◆ **INSTRUCTIONS FOR THE TASK**
Copy all of the lines below, requests included. Multiply every point coordinate in the answers by 0.8 and round each result to a whole number, rounding halves up. Leave all numbers in the requests unchanged.

◆ **RECORDS TO PROCESS**
-- Begin --

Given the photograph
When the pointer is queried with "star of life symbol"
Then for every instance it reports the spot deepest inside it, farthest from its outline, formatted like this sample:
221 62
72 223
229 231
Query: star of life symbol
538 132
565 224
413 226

-- End --

◆ **FULL OUTPUT**
Given the photograph
When the pointer is queried with "star of life symbol"
Then for every instance it reports the spot deepest inside it, farthest from its outline, formatted like this sample:
221 62
72 223
229 231
Query: star of life symbol
430 106
452 179
330 181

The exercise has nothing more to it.